(Stored data)

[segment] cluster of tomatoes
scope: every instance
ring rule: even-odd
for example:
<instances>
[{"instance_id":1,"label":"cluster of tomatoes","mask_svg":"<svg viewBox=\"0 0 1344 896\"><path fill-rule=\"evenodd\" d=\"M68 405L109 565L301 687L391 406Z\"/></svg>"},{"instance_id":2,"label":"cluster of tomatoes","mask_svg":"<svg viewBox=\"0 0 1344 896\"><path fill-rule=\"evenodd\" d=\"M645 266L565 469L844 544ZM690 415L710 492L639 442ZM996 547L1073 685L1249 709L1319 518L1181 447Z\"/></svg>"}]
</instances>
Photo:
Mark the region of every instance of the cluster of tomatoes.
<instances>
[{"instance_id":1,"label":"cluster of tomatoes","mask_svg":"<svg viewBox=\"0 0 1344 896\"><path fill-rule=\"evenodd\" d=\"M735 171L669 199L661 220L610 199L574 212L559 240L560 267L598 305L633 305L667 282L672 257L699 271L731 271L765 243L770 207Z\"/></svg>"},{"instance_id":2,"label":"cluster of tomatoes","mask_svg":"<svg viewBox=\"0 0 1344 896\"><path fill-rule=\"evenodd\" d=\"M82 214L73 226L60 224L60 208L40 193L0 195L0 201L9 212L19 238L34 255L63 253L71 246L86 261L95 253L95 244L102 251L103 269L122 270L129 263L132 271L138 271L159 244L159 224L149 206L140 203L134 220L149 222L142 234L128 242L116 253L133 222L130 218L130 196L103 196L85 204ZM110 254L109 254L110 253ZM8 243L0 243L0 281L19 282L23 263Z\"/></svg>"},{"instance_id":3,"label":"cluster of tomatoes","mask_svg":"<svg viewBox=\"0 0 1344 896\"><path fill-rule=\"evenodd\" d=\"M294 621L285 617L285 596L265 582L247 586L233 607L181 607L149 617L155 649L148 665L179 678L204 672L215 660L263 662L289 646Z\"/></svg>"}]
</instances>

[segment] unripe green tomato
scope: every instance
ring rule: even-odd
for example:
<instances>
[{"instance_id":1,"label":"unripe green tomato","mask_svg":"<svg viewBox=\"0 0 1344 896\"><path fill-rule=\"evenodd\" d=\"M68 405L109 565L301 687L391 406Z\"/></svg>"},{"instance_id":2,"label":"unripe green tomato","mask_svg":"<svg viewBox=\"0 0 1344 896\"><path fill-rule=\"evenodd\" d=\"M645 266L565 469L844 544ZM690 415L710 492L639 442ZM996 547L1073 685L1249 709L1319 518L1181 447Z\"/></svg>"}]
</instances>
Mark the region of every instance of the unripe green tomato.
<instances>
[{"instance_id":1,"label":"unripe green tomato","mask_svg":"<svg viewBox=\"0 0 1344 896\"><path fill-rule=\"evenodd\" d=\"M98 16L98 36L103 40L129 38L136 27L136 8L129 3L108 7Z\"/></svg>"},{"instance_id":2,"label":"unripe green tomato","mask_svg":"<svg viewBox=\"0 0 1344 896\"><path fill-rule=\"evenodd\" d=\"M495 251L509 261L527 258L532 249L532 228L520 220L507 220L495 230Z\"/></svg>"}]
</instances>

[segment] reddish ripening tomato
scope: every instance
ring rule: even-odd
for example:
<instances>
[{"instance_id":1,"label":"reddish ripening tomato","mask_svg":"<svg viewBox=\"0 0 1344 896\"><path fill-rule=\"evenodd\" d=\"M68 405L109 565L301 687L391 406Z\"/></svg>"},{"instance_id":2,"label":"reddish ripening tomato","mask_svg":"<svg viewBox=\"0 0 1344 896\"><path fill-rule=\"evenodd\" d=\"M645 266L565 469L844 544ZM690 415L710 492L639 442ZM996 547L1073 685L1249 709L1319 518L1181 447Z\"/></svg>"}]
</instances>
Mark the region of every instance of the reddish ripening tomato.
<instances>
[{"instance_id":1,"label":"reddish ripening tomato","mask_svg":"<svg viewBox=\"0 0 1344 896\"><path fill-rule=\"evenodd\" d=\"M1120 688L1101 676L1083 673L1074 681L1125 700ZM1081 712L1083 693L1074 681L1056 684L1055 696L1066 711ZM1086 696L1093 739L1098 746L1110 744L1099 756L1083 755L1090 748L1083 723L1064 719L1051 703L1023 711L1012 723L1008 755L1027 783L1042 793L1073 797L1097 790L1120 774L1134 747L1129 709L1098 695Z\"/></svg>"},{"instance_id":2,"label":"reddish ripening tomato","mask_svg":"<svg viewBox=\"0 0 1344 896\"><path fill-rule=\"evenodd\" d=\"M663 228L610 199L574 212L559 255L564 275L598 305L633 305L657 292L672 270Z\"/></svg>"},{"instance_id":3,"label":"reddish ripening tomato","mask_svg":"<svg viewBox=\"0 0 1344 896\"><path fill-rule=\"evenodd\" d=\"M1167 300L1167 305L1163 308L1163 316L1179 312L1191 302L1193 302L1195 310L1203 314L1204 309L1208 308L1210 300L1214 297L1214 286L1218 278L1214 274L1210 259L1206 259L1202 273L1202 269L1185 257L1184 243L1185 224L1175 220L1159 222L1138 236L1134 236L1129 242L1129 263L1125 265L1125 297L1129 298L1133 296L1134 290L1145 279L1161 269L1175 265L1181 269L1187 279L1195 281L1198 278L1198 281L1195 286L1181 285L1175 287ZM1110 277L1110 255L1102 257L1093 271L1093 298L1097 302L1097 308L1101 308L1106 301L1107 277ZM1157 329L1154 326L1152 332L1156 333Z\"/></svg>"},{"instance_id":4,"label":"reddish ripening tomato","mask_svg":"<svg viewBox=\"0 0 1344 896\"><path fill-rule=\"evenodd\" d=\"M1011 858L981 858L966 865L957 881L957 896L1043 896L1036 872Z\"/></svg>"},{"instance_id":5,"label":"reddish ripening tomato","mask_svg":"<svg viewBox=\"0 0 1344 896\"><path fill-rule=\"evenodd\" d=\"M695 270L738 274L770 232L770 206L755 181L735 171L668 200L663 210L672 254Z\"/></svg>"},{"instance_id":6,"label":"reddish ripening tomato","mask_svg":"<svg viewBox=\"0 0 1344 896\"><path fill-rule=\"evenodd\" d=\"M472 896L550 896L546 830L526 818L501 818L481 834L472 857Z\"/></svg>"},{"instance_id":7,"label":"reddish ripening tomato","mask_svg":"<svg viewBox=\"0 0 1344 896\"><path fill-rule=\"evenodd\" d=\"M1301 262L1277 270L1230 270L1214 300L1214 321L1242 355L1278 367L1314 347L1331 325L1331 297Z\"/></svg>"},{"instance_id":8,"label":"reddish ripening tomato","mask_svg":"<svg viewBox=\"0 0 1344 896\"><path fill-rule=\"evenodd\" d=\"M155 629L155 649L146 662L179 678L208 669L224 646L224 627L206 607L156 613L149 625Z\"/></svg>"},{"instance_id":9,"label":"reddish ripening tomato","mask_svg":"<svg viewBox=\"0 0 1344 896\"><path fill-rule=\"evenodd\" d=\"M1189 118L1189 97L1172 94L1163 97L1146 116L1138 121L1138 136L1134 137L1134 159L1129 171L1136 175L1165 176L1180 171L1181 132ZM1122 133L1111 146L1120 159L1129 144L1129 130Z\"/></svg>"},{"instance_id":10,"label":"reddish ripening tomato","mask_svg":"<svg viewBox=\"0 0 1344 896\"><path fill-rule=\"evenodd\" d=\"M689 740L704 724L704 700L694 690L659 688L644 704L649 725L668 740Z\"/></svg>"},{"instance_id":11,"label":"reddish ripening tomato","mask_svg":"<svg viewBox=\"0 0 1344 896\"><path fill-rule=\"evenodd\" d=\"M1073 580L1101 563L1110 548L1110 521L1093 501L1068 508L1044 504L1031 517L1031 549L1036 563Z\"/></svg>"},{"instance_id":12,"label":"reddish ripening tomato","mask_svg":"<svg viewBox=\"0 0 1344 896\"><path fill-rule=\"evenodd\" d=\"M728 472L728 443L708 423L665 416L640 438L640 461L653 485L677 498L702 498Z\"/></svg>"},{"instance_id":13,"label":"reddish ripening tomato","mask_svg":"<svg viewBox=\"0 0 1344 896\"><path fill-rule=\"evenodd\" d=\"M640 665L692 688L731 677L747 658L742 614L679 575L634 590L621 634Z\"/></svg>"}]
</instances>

# Directive
Return every line from the entries above that contains the string "segment", copied in full.

# Complete output
[segment] cluster of tomatoes
[segment] unripe green tomato
[segment] reddish ripening tomato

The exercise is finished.